WORK TO COMPLETE
Copy the records below verbatim, from the line containing "negative clicks: (720, 322) (707, 341)" through the end of the records, including both of those lines.

---------- INPUT DATA ----------

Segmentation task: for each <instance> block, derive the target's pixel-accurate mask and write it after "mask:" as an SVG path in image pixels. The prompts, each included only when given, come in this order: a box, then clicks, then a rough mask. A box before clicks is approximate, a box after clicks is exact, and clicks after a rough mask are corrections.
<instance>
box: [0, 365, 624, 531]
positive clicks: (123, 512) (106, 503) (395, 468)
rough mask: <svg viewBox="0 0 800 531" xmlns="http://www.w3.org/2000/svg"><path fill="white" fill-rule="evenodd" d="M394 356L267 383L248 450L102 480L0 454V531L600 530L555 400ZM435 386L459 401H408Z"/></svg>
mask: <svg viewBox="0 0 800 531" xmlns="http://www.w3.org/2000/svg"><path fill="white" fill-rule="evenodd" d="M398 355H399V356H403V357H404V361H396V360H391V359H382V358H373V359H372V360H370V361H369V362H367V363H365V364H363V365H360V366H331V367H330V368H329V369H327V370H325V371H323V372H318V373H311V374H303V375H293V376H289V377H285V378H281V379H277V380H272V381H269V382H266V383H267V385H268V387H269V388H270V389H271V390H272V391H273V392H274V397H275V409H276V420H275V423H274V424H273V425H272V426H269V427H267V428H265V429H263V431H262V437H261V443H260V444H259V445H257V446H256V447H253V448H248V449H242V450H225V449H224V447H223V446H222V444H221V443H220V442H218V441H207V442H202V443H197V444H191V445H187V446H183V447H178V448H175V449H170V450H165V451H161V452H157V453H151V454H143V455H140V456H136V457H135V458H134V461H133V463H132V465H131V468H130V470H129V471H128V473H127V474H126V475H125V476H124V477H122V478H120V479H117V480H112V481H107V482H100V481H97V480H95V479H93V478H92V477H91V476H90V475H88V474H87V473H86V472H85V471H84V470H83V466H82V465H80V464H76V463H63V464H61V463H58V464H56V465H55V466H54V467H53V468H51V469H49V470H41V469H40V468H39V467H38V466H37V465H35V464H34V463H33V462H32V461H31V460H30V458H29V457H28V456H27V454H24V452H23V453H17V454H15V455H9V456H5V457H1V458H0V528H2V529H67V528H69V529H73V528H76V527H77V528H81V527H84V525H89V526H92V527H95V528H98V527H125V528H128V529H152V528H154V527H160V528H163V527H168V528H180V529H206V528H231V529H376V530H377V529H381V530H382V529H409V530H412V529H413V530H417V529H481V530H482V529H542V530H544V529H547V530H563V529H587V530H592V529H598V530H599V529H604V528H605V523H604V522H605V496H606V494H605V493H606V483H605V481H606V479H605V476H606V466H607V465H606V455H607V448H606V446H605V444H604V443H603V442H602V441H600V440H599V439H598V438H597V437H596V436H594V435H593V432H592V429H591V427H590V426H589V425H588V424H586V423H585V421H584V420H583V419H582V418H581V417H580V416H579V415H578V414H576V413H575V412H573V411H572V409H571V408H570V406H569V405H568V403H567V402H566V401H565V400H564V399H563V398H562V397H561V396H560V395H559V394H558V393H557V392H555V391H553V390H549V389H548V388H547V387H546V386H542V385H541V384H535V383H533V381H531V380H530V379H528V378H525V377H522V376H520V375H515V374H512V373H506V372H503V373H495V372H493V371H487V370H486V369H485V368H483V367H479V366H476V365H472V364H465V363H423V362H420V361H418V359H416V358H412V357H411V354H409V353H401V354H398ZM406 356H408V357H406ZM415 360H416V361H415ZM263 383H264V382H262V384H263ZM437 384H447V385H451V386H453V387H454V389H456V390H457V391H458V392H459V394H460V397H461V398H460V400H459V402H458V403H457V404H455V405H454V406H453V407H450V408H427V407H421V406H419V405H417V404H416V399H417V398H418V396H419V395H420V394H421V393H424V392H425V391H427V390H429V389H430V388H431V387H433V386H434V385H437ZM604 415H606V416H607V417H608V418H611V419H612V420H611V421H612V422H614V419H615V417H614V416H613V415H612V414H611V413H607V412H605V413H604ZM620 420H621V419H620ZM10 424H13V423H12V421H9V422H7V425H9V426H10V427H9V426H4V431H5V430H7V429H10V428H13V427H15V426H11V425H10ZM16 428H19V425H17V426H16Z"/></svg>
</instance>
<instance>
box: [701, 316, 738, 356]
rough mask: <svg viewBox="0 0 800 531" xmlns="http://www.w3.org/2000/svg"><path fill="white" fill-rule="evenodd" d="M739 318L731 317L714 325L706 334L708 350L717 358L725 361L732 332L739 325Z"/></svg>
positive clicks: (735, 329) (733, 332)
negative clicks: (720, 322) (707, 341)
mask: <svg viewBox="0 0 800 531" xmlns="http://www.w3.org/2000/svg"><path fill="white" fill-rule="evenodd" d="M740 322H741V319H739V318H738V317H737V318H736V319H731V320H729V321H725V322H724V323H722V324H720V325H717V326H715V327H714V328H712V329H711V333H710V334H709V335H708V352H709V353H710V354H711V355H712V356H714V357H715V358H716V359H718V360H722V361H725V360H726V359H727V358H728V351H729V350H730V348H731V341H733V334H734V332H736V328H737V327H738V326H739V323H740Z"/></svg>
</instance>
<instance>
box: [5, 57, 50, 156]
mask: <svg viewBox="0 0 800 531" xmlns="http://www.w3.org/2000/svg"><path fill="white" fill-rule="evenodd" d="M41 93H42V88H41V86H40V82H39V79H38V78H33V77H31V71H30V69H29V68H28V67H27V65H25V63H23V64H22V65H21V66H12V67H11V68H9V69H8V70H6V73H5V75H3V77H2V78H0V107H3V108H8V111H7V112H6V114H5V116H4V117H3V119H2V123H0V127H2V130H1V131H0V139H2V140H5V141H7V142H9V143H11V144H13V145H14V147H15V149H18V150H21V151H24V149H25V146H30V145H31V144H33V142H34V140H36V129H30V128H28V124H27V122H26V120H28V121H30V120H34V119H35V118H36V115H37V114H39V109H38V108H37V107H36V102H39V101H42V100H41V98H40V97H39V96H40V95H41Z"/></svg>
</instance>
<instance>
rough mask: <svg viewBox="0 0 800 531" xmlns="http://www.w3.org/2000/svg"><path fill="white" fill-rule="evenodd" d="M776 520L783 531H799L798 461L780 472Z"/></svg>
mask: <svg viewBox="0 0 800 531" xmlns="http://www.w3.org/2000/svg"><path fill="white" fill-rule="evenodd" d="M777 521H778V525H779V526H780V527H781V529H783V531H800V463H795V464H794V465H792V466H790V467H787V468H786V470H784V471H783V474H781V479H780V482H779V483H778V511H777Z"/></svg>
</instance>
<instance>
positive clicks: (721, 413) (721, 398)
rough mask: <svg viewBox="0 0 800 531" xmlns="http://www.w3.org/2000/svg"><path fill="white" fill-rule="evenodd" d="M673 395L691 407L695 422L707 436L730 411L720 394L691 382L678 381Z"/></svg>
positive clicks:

----------

ANSWER TO THIS EXERCISE
negative clicks: (720, 322) (707, 341)
mask: <svg viewBox="0 0 800 531" xmlns="http://www.w3.org/2000/svg"><path fill="white" fill-rule="evenodd" d="M740 322H741V319H739V318H738V317H737V318H736V319H731V320H729V321H725V322H724V323H722V324H720V325H717V326H715V327H714V328H712V329H711V333H710V334H709V335H708V352H709V353H710V354H711V355H712V356H714V357H715V358H716V359H718V360H722V361H725V360H726V359H727V358H728V351H729V350H730V348H731V341H733V334H734V332H736V328H737V327H738V326H739V323H740Z"/></svg>
</instance>
<instance>
box: [5, 57, 50, 156]
mask: <svg viewBox="0 0 800 531" xmlns="http://www.w3.org/2000/svg"><path fill="white" fill-rule="evenodd" d="M41 93H42V88H41V86H40V82H39V79H38V78H33V77H31V71H30V69H29V68H28V67H27V65H25V63H23V64H22V65H21V66H12V67H11V68H9V69H8V70H6V73H5V75H3V77H2V78H0V107H3V108H8V111H7V112H6V114H5V116H4V117H3V119H2V123H0V127H2V130H1V131H0V139H2V140H5V141H7V142H9V143H11V144H13V145H14V147H15V149H18V150H21V151H24V149H25V146H30V145H31V144H33V142H34V140H36V129H30V128H28V124H27V122H26V120H28V121H30V120H34V119H35V118H36V115H37V114H39V109H38V108H37V107H36V102H39V101H42V100H41V98H40V97H39V96H40V95H41Z"/></svg>
</instance>
<instance>
rough mask: <svg viewBox="0 0 800 531" xmlns="http://www.w3.org/2000/svg"><path fill="white" fill-rule="evenodd" d="M776 520L783 531H799L798 461L780 472Z"/></svg>
mask: <svg viewBox="0 0 800 531" xmlns="http://www.w3.org/2000/svg"><path fill="white" fill-rule="evenodd" d="M777 521H778V525H779V526H780V527H781V529H783V531H800V463H795V464H794V465H792V466H790V467H787V468H786V470H784V471H783V474H781V479H780V482H779V483H778V511H777Z"/></svg>
</instance>
<instance>
positive clicks: (721, 413) (721, 398)
rough mask: <svg viewBox="0 0 800 531" xmlns="http://www.w3.org/2000/svg"><path fill="white" fill-rule="evenodd" d="M673 395L691 407L695 422L707 436L730 411L720 394L691 382L678 381Z"/></svg>
positive clicks:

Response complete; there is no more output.